━━ THE RECORDS

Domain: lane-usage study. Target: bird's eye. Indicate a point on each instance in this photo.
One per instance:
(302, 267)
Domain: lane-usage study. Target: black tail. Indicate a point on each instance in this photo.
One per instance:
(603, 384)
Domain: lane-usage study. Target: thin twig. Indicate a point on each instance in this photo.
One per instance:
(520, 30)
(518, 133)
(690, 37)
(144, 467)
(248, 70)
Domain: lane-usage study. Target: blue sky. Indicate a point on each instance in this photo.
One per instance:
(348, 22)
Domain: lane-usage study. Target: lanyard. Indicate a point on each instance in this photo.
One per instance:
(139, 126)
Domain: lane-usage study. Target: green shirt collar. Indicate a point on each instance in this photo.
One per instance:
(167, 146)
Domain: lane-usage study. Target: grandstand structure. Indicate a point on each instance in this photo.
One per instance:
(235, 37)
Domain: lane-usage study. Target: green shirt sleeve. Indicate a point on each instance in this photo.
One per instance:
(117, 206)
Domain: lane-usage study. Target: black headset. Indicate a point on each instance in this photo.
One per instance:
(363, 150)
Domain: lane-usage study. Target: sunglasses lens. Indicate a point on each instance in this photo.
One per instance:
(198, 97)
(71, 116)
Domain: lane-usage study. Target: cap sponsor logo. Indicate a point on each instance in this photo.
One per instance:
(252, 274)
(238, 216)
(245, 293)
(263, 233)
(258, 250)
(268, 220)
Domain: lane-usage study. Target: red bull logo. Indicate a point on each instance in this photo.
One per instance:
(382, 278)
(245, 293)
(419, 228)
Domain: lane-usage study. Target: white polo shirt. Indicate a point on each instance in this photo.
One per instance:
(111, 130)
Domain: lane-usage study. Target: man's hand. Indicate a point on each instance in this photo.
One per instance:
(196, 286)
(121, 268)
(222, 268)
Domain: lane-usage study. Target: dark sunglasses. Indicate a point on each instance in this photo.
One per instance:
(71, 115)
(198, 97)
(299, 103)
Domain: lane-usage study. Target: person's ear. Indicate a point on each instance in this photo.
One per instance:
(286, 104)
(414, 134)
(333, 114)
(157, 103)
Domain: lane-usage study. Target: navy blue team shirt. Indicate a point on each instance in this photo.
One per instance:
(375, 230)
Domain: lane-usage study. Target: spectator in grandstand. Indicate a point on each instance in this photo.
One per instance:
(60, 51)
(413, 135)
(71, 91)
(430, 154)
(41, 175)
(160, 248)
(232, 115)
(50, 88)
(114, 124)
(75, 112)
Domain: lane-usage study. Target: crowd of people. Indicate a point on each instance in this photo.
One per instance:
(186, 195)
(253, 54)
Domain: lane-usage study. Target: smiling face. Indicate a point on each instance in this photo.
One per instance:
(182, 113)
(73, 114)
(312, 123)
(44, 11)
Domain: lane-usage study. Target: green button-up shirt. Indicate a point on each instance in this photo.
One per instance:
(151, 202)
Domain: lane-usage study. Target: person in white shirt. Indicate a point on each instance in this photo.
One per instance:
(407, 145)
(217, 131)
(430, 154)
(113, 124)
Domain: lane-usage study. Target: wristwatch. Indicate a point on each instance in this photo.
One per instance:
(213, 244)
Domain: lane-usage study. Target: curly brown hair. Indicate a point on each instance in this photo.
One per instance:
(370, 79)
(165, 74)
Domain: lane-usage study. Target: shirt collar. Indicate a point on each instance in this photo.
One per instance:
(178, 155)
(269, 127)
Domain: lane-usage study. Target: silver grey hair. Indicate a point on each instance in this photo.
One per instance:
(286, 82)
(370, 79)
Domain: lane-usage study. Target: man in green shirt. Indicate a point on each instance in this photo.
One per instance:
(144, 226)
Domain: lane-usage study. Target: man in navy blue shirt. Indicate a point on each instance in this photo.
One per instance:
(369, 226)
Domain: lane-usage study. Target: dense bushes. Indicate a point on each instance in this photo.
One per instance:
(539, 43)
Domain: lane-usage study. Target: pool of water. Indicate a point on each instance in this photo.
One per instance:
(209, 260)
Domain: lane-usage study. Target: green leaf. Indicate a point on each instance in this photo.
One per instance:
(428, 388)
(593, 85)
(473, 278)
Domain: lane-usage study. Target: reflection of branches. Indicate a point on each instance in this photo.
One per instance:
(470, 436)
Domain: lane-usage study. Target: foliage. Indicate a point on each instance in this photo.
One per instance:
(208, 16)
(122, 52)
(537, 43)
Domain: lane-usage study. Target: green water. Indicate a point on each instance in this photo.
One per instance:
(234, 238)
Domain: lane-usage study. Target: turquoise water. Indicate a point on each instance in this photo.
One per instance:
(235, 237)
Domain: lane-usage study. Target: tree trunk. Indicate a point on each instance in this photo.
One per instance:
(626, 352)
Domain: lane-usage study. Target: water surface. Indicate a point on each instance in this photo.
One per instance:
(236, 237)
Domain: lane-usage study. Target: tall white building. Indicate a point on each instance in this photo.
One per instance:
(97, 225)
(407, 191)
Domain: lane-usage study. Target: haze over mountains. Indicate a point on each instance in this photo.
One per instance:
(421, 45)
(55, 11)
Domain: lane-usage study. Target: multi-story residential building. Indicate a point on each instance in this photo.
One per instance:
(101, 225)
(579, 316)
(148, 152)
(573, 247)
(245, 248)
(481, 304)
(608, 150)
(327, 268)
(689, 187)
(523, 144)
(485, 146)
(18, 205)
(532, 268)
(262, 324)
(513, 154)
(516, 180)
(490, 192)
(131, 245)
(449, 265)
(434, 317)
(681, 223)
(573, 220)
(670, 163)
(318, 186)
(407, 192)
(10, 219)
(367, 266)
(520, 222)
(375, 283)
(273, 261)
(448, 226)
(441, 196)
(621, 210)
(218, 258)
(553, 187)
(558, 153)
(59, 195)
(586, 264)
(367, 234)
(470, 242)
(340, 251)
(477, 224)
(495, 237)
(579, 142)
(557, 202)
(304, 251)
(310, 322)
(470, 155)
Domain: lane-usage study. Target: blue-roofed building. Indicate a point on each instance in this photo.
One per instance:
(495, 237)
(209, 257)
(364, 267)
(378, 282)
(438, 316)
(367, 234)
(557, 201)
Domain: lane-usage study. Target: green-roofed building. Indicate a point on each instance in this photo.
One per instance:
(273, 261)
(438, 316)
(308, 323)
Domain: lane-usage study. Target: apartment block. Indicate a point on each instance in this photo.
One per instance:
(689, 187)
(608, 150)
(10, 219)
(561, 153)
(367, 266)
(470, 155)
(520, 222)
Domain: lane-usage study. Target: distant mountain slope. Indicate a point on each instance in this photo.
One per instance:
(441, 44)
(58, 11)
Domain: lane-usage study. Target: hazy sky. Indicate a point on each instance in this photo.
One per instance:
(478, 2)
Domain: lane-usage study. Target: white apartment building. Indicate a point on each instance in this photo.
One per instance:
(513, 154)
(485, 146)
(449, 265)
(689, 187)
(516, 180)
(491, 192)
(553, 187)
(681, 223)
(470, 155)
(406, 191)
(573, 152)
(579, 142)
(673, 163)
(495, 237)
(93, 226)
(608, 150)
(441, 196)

━━━━

AIM OF THE TASK
The lines to copy run from the start of the records above through the line holding "Domain: lane-usage study. Target: thin"; give them exactly, both ends included, and nothing else.

ANSWER TO THE EXERCISE
Domain: lane-usage study. Target: bird's eye. Indicate a point on each instance in this photo.
One per instance:
(302, 267)
Domain: lane-usage study. Target: black tail. Indicate a point on each instance in this photo.
One per instance:
(603, 384)
Domain: lane-usage study. Target: thin twig. Indicate a point on each instance in this photo.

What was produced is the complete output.